* [Directions for this task]: Find the line below that contains "[[217, 208], [609, 113], [428, 259], [433, 498]]". Transcribe it and every line after it exactly, adding nothing.

[Data items]
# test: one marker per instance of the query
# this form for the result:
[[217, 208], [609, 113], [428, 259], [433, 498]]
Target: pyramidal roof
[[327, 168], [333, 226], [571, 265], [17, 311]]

* [Finished task]:
[[217, 208], [609, 113], [428, 259], [433, 498]]
Target: pyramidal roof
[[327, 168], [333, 226], [571, 265], [17, 311]]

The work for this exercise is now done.